Provided text:
That may not be invasive technology in the traditional sense—again, let’s just leave that whole brain-implant thing alone—but it’s yet another reminder that AR and VR’s power depends on data. Lots and lots of data. Where you’re looking, how you’re looking at it, what your face and others’ faces are doing. In VR, that's a fount of psychographic information that has in the past proven very attractive to companies like Cambridge Analytica. And when you can identify people by their movement patterns alone, anonymity dies.

In AR, the proposition gets even more fraught. When you leave a party or a store, you're likely to forget many more details than you remember; your glasses are picking up everything you are, and quite possibly much more. The result, Katitza Rodriguez and Kurt Opsahl of the Electronic Frontier Foundation wrote last year, can all too easily become a "global panopticon society of constant surveillance in public or semi-public spaces." And when the company that’s building those systems is the same company that hasn’t exactly inspired trust in the past, and tech-ethics bugaboos like facial recognition are still on the table, that’s all the more reason to cast a skeptic’s eye at the future.

Which is exactly why Facebook is showing off its research and trying to engage with those bugaboos many years before they ever make it into a product. Schroepfer points to FRL’s “responsible innovation principles,” the foremost of which is: Never surprise people. “The bar we’re being held to is very high,” he says. “That means we have to do an exceptional job in the details of how these products will actually work, and how people understand them. The reason the Portal took us so long is because the pose-tracking algorithm had to run locally on the device—because then we don’t have to explain that we’re processing the video on the server for pose detection, but not other stuff. What I’ve learned over the past five years is that it’s really painful to have a problem figured out after you’ve launched the product.”

Dataset items

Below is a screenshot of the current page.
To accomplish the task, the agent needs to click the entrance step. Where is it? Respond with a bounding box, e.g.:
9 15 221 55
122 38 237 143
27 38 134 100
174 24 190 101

Exercises:
1) Answer these questions from the passage on AR and VR privacy:
(a) Which organization are Katitza Rodriguez and Kurt Opsahl with?
(b) What is the foremost of FRL's "responsible innovation principles"?
(c) Where did the Portal's pose-tracking algorithm have to run?
2) Continue the passage on AR and VR privacy after its final sentence.
The entries have nothing to do with the work that comes next.

Results:
1)
(a) The Electronic Frontier Foundation.
(b) Never surprise people.
(c) Locally on the device.

2)
Perhaps tougher than that is the narrative Facebook has found itself battling: While there may be good people doing good work trying to solve problems, the company, at its core, has lost its way. If all those people are going to realize this vision, this thing that led Mark Zuckerberg to Atman Binstock's demo room all those years ago, they're going to need to do it in a way that makes people trust again. And that's its own brand of work. “There's no magic bullet,” says Bosworth. “Trust is not a thing that you swoop in and solve with a great speech or a great product spec. It's a thing that you solve by setting expectations consistently and meeting and exceeding those expectations consistently over time. There's no shortcut—and I'm not looking for one.”

“People understandably have a lot of concerns on the internet today about how our data is used,” Zuckerberg says. “But at the same time, Facebook has probably built some of the most advanced privacy tools and controls for people and infrastructure of any company that's out there. We're going to take this extremely seriously as we're in the foundational stages of building up these next platforms. But I'm pretty confident, given the experiences that we've had, that if we do this in an open way and show our work along the way, that the solutions will create a lot of value for people.”

Granted, we've heard this before. And when the Portal first came out in 2018, you'd have been hard pressed to find a reviewer who felt good about recommending it without qualification. But fast-forward to now, and the refrain goes something more like this: "I will happily throw all my principles out the window if Facebook will alleviate the torture of long-distance grandparent hell." Proof of experience is one thing, but quality of experience—when coupled with a good-faith effort to rehabilitate trust, that is—can go a long way. Even if the distance is just between two avatars.